▸ **Work instruction**:
This task asks for the lines from the one with "Description: blue sky" to the final line below, repeated exactly, with pictures omitted.

(Saved entries)
[Start of Attachment]

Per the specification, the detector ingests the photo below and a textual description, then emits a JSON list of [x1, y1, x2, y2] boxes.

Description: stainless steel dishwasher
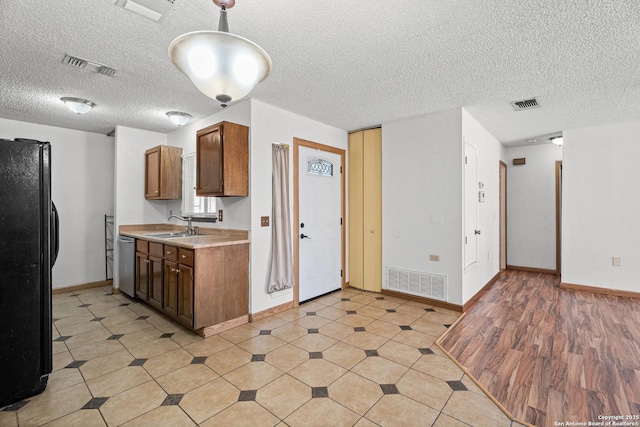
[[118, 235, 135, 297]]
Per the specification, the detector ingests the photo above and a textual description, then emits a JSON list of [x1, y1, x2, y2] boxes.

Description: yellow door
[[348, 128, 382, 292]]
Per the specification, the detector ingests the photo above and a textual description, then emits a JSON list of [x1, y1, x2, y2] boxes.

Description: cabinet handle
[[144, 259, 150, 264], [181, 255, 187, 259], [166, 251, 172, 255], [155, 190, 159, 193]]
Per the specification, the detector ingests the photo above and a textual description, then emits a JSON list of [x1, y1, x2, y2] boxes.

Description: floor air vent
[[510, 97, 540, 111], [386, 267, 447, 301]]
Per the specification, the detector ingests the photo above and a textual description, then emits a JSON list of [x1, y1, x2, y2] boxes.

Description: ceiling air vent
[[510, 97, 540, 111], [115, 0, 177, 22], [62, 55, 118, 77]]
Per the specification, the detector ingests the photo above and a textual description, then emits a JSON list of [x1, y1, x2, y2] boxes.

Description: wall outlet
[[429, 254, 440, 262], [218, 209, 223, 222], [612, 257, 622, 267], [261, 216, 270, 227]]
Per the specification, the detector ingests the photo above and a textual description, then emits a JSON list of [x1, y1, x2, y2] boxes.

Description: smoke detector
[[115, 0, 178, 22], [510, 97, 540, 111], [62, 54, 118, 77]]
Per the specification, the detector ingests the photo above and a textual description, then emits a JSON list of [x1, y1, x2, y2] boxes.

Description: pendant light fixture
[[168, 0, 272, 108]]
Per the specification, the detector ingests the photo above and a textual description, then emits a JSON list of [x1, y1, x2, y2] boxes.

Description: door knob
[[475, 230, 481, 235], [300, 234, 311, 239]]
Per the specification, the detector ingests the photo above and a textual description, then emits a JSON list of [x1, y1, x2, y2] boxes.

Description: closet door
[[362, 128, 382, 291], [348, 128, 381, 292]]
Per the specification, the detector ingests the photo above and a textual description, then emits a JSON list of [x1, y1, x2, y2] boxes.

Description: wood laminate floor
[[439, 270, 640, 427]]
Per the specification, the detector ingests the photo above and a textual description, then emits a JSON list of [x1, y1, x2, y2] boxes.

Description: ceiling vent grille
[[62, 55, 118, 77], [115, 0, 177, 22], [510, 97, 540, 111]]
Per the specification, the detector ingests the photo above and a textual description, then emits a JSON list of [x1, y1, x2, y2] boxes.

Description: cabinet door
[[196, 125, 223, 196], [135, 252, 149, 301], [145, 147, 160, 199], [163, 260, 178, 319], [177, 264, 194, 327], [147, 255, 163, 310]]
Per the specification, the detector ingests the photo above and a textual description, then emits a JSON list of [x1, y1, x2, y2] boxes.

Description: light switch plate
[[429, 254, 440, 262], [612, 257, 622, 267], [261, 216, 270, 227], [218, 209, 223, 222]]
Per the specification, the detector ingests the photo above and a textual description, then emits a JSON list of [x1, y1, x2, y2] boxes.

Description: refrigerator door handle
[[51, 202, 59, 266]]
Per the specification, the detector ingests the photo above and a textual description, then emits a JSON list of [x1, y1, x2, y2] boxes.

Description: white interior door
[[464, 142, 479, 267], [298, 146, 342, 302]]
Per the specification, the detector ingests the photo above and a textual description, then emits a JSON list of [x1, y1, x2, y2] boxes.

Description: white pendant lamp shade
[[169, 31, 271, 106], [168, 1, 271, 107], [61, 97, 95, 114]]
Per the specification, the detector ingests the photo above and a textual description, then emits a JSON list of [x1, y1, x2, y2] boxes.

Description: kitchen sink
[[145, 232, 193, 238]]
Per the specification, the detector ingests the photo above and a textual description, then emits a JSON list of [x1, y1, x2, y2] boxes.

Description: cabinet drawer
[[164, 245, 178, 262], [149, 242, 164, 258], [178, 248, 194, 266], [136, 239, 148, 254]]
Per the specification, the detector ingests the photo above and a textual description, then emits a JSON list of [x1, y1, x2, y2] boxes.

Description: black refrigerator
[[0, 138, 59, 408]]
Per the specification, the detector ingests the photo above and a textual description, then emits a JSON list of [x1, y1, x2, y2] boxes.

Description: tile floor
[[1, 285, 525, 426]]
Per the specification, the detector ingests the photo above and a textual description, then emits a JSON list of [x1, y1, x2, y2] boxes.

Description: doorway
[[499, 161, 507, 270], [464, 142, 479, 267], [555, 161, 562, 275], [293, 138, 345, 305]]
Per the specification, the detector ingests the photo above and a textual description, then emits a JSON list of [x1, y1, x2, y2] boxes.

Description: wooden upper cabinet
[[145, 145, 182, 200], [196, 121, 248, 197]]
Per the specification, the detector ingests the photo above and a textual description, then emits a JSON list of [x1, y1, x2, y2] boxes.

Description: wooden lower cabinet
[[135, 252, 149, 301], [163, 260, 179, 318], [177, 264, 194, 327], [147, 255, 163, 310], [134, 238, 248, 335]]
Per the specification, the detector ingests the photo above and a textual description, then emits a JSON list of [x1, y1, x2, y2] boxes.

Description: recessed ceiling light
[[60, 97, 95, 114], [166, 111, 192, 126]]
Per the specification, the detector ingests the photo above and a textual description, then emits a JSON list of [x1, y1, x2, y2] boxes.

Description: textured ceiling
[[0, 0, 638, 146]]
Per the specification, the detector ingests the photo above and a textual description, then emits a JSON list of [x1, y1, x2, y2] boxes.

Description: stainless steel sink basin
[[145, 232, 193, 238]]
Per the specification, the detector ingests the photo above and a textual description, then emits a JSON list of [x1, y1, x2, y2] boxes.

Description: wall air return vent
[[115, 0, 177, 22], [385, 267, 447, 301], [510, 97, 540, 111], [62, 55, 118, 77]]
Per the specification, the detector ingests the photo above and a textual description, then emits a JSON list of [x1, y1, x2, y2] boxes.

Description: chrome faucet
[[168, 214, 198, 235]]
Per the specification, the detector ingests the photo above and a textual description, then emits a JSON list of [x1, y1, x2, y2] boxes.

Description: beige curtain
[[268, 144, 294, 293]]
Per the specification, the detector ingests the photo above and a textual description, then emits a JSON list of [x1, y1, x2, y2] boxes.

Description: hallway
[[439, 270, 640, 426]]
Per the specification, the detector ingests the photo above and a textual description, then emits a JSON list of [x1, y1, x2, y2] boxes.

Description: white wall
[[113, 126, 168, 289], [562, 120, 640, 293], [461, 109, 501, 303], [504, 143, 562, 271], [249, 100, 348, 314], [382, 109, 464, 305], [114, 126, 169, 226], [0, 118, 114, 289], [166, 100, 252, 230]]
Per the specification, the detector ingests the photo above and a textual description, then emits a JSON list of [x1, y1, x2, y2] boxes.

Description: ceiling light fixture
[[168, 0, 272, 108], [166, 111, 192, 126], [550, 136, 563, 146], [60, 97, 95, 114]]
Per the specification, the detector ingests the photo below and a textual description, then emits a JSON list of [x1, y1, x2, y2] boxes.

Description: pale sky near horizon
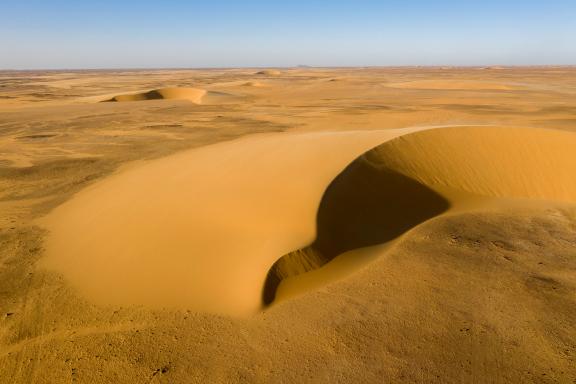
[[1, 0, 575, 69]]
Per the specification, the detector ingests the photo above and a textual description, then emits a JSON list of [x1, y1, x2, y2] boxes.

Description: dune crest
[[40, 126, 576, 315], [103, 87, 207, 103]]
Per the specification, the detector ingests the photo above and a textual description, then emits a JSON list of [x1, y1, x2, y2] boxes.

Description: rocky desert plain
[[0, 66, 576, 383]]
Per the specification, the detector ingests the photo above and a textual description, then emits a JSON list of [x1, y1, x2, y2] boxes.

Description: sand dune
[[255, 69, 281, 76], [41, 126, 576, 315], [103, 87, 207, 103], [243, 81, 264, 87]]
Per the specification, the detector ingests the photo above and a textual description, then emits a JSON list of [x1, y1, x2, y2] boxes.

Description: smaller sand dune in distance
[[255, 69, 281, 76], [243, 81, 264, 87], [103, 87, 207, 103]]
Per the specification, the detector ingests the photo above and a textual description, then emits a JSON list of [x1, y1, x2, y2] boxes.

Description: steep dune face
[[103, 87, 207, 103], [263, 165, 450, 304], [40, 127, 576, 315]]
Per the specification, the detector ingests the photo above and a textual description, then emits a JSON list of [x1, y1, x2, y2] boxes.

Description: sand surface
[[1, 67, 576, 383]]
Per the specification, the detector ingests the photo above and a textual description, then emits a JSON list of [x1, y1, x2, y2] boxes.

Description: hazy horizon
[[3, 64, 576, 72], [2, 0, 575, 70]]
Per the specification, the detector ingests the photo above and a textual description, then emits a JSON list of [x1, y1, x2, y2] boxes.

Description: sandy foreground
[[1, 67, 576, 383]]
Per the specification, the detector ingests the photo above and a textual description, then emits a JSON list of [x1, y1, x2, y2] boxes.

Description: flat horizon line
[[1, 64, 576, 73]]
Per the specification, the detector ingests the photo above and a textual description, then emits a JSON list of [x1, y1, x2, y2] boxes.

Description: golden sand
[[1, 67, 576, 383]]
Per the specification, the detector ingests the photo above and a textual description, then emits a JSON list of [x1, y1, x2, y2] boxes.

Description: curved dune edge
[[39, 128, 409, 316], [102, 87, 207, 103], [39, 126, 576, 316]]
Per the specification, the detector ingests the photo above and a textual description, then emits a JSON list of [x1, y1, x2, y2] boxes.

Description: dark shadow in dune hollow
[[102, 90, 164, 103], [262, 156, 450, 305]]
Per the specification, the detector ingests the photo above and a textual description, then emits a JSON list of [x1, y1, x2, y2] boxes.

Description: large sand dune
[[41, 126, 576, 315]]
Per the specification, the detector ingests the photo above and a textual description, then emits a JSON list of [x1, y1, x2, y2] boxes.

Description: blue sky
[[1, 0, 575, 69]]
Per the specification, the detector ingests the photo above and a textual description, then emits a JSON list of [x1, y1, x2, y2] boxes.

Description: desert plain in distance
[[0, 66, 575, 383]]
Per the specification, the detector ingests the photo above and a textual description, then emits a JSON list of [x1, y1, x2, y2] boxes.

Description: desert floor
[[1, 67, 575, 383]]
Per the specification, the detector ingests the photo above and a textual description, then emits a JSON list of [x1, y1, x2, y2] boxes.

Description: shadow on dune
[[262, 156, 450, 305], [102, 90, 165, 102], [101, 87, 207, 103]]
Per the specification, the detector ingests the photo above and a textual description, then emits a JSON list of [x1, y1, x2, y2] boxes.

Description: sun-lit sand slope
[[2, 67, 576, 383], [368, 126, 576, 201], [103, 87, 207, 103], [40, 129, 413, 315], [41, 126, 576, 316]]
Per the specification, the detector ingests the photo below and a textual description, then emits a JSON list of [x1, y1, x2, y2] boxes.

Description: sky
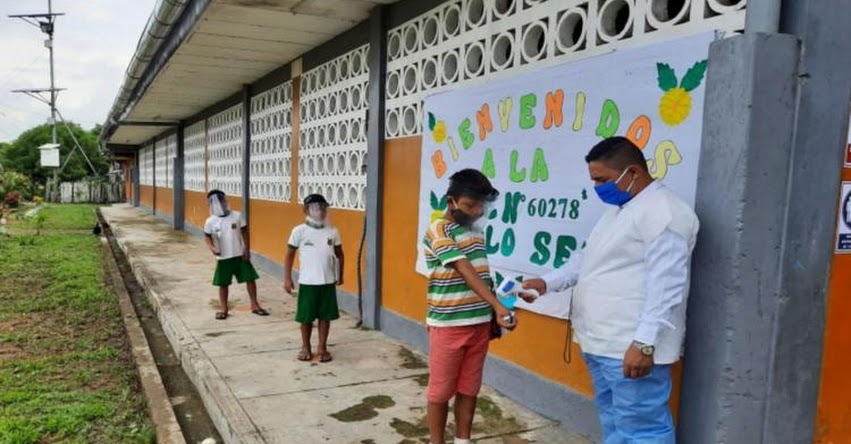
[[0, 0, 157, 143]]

[End of Attachment]

▸ **Reply to the exercise**:
Description: blue sky
[[1, 0, 575, 69]]
Per the specification, the detector ingests the photo above and a textual description, then emits a JSON list of [x1, y1, x2, y2] boxes.

Description: desert plain in distance
[[0, 66, 575, 383]]
Per the specification, the detector ingests the photo above and a textual description, then emits a JSON list of [x1, y1, x2, y2] boxes.

Description: desert floor
[[1, 67, 575, 383]]
Per the specification, the detector ingests the photo above and a textual description, then emits a JSON list of [x1, y1, x2, y2] boxes.

Description: shadow on dune
[[262, 156, 450, 305], [102, 90, 165, 102], [101, 87, 207, 103]]
Per the specification, the detector ingests the photo above and a textual description, then emits a JSON list of [x1, y1, x2, y2] boxes.

Description: sun-lit sand slope
[[2, 67, 576, 383], [368, 126, 576, 201], [103, 87, 207, 103], [40, 129, 413, 315], [41, 126, 576, 316]]
Per the specification, the detector ingests the photo below and a textual description, then emits a JSON list of [x1, y1, x2, y2] boxes.

Description: sky
[[0, 0, 157, 143]]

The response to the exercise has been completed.